EXERCISE DETAILS: Only the lines from the one that contains "target | gray rock" to the end of the material below are wanted, each duplicated exactly.
Segment Open
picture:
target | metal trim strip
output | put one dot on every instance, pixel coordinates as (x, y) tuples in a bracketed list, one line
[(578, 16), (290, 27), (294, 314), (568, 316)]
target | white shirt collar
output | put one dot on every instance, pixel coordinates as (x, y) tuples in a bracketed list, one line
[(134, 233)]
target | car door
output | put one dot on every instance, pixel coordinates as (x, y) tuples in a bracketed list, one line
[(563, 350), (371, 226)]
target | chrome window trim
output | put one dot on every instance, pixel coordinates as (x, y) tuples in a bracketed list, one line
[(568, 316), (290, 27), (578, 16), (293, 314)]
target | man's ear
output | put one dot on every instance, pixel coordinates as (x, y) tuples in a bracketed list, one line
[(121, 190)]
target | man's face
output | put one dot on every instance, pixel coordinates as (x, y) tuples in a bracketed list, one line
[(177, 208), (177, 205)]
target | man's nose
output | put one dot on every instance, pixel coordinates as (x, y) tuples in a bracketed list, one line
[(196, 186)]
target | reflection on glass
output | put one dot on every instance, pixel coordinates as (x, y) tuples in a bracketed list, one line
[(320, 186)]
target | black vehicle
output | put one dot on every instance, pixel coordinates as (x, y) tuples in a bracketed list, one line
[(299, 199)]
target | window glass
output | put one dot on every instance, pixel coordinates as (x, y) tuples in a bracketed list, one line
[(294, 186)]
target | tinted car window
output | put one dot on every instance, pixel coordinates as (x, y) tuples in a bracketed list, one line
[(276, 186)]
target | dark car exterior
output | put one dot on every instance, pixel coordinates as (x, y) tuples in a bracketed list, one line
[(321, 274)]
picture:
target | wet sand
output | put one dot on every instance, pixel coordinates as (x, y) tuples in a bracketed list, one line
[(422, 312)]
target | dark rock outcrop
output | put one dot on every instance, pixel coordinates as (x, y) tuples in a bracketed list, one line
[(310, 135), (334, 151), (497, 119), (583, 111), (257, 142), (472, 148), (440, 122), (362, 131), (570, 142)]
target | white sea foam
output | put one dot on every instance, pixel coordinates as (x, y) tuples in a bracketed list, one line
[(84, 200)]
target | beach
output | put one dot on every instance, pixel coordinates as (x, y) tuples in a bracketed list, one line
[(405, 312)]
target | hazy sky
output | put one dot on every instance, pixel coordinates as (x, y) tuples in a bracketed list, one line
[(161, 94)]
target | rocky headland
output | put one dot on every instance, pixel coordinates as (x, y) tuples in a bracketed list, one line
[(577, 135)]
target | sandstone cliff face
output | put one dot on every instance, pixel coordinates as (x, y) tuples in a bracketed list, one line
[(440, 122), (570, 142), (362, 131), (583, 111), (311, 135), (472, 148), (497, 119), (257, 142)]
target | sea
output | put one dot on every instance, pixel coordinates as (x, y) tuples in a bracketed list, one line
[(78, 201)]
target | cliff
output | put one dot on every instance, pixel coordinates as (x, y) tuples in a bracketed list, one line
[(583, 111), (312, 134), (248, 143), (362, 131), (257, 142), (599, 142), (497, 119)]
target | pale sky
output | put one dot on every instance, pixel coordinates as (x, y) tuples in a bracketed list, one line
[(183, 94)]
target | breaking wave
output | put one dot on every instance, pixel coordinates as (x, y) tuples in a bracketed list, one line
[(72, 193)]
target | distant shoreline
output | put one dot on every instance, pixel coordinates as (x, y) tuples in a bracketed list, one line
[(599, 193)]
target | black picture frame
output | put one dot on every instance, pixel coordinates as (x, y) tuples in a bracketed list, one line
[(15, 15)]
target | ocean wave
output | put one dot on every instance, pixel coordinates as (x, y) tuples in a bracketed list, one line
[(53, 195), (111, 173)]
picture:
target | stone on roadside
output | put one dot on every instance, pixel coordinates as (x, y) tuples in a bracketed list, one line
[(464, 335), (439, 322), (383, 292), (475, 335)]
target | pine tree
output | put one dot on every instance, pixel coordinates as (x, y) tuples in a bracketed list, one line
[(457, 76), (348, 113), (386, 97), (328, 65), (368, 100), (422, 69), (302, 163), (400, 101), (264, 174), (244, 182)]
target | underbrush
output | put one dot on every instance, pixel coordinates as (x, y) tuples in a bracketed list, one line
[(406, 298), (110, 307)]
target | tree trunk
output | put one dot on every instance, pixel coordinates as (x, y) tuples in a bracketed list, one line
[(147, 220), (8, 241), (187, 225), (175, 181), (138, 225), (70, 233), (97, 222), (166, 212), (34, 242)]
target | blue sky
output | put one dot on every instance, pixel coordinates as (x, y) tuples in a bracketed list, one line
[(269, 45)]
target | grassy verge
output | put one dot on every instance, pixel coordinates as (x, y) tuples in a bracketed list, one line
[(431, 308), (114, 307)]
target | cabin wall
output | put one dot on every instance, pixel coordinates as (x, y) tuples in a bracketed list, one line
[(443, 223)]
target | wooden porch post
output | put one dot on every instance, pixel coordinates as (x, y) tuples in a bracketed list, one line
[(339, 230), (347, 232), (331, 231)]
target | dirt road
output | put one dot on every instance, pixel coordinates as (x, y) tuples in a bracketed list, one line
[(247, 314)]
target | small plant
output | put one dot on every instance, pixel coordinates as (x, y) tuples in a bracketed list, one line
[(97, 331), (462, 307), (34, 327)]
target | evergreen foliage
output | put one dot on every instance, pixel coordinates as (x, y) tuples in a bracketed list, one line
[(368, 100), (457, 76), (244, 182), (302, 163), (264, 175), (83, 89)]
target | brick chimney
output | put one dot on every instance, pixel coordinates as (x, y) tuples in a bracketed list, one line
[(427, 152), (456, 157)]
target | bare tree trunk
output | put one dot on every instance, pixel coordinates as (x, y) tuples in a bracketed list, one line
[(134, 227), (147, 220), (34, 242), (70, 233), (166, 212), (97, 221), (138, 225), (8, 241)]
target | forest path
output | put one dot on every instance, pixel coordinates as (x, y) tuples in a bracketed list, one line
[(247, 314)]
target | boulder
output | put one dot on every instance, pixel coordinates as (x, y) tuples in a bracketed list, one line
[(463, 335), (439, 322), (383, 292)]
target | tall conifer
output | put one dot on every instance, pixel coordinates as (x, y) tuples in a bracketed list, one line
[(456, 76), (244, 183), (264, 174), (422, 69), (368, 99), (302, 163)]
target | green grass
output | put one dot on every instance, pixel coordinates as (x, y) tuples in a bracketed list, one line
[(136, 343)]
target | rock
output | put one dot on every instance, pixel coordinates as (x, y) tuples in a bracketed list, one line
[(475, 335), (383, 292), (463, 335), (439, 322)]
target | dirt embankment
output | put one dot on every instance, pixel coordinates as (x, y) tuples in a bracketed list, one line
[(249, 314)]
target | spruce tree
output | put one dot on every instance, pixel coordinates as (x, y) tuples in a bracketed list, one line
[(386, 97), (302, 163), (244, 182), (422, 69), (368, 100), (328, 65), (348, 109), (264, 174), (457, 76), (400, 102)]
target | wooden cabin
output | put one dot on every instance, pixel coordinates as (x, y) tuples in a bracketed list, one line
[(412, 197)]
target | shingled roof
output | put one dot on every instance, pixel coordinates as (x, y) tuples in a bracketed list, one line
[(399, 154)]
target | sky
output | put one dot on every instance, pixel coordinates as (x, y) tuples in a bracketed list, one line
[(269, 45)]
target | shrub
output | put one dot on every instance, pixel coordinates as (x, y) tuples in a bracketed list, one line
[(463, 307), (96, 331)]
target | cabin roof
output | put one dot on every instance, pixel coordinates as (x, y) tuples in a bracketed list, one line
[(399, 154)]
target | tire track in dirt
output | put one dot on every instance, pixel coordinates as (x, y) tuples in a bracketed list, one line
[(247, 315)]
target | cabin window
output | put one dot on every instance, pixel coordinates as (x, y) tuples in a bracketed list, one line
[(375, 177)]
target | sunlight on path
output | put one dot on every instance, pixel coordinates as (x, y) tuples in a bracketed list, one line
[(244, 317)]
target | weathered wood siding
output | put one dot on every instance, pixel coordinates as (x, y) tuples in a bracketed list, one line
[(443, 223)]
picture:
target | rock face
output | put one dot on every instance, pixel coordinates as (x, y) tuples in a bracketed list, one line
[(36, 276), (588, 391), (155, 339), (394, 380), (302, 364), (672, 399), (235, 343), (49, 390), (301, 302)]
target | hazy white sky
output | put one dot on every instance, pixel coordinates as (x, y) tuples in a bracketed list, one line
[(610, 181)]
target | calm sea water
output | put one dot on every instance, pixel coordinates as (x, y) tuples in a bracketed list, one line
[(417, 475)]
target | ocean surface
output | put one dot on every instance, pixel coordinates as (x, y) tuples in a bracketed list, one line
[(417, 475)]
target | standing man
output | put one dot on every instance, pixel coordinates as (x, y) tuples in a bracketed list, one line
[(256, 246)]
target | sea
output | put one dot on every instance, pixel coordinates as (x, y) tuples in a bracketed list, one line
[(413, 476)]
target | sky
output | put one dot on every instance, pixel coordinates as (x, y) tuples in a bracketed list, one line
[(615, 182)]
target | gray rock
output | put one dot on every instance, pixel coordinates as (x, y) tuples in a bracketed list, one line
Segment Closed
WRITTEN ANSWER:
target | gray rock
output | put one dot on every instance, pixel coordinates as (x, y) tuples in a bracketed list, one line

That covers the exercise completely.